[START]

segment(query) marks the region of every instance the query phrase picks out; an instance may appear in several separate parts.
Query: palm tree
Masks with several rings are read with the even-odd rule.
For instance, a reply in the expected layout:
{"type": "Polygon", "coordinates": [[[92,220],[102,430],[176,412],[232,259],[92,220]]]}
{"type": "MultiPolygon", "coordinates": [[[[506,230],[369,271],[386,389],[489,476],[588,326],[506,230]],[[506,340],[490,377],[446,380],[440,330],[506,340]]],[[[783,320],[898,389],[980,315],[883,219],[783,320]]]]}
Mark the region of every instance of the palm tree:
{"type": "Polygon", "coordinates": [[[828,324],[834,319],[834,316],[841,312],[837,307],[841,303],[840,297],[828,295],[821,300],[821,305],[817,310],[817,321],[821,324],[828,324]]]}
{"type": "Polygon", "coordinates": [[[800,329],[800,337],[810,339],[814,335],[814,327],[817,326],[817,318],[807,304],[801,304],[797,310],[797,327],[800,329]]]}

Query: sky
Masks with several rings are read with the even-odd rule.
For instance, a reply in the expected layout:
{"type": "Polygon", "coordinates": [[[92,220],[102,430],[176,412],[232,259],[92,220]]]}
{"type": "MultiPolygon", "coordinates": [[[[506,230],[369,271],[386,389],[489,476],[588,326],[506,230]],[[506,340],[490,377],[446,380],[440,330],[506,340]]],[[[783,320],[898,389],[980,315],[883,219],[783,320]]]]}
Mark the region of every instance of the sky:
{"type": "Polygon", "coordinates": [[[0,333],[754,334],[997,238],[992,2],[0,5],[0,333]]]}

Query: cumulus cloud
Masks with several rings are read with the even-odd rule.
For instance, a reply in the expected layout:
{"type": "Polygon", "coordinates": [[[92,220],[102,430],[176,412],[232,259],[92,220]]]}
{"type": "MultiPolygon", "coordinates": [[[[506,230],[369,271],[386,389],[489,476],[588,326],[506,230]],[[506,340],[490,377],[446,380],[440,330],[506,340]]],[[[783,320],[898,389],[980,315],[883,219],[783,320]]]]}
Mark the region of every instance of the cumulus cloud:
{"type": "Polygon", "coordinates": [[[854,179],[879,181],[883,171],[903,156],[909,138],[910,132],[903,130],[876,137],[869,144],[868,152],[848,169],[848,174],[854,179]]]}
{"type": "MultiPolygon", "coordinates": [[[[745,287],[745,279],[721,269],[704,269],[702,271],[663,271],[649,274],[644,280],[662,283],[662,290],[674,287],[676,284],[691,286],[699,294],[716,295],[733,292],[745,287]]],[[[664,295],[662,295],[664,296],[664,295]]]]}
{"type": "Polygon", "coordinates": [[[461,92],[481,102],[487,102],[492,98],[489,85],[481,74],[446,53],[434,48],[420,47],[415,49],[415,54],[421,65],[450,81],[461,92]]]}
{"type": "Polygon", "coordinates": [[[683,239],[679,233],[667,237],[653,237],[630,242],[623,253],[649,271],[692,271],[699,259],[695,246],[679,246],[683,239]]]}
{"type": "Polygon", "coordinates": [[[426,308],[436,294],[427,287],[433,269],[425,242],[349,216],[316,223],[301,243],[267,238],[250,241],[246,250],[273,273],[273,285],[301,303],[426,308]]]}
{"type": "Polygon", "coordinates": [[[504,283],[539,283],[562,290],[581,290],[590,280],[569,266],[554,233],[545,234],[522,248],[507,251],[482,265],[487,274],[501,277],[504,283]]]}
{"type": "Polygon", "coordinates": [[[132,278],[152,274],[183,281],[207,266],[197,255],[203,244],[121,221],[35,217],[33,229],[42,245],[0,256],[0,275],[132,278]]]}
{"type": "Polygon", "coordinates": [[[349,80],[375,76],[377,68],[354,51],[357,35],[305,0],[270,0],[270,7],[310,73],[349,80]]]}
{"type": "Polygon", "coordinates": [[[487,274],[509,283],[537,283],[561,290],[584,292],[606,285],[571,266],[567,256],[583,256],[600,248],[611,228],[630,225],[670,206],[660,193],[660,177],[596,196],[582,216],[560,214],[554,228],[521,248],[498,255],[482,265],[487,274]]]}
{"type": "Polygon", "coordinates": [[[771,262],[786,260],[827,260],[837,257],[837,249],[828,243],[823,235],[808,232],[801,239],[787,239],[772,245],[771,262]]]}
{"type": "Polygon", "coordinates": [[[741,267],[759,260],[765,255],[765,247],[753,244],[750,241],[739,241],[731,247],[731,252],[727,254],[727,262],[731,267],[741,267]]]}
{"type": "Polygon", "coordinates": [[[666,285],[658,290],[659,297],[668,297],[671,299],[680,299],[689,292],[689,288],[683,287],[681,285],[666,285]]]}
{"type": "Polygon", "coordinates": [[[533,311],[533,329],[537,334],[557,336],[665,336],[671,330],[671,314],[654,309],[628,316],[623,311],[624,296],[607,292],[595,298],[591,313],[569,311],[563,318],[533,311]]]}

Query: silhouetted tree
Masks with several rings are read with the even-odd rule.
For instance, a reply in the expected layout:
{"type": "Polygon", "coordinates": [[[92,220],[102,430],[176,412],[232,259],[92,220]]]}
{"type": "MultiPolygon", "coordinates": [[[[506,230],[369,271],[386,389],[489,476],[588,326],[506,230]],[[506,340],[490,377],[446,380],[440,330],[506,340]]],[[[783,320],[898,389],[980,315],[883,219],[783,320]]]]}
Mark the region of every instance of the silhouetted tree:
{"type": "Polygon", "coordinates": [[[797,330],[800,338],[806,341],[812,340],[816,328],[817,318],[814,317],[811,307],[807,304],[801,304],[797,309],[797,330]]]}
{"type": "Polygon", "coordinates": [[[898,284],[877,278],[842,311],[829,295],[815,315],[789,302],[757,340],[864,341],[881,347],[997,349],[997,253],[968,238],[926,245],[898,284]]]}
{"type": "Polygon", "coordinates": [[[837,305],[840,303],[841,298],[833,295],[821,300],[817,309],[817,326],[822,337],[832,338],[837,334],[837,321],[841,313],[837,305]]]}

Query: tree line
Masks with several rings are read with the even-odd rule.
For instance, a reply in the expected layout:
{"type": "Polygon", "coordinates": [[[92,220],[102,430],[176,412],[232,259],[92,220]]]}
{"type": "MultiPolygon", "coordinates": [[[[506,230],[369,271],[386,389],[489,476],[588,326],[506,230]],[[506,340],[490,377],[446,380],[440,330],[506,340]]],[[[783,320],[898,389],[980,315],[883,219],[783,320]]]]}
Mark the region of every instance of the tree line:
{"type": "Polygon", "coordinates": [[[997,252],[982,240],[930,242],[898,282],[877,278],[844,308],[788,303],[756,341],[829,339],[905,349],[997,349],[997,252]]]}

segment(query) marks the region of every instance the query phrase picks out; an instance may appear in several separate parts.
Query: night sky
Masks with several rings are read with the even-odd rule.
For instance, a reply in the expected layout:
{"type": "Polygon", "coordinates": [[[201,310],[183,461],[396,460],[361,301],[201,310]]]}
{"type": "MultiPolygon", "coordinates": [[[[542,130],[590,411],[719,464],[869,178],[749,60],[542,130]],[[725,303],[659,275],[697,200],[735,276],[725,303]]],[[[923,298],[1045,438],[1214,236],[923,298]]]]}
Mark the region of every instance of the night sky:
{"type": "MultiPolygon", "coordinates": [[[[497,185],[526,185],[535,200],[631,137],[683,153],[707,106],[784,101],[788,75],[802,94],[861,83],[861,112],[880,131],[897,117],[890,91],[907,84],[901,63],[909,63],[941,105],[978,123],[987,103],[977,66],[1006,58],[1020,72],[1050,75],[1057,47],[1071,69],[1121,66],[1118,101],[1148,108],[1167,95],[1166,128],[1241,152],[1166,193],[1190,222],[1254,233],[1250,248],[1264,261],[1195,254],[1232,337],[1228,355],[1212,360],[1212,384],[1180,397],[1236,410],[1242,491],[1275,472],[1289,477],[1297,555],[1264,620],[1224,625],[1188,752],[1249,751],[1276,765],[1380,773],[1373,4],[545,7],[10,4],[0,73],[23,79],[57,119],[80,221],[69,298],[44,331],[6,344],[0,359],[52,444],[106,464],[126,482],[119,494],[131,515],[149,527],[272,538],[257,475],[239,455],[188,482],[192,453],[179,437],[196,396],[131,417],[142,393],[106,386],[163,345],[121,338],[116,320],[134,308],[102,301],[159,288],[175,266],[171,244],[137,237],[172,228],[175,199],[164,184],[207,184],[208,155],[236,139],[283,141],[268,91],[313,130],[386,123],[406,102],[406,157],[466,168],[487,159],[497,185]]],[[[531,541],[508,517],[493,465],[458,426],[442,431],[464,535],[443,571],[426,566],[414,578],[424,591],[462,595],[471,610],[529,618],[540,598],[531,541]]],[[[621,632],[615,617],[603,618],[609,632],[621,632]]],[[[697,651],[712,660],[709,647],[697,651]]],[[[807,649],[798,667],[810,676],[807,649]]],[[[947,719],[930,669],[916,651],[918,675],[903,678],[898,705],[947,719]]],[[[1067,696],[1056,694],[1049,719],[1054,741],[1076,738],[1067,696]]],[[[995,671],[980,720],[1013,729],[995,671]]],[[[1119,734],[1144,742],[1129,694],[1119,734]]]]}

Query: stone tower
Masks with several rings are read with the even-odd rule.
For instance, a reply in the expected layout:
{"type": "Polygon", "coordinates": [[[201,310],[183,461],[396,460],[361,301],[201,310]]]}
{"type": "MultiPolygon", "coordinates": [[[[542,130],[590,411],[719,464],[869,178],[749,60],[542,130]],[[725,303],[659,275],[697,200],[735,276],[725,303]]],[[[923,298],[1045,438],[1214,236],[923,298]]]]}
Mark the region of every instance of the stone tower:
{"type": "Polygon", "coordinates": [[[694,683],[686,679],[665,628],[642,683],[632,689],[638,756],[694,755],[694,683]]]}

[END]

Print the lines of the listing from the line with "Query: stone tower" up to and including the line with "Mark the region of every instance of the stone", reproducing each one unchanged.

_Task answer_
Query: stone tower
Masks with several rings are read with the even-odd rule.
For instance, a reply in the expected layout:
{"type": "Polygon", "coordinates": [[[201,310],[183,461],[396,460],[361,301],[201,310]]]}
{"type": "MultiPolygon", "coordinates": [[[[542,130],[590,411],[719,464],[869,178],[749,60],[542,130]],[[725,303],[659,275],[697,200],[735,276],[725,303]]],[[[923,298],[1045,438],[1214,236],[923,298]]]]}
Mark the region of every instance of the stone tower:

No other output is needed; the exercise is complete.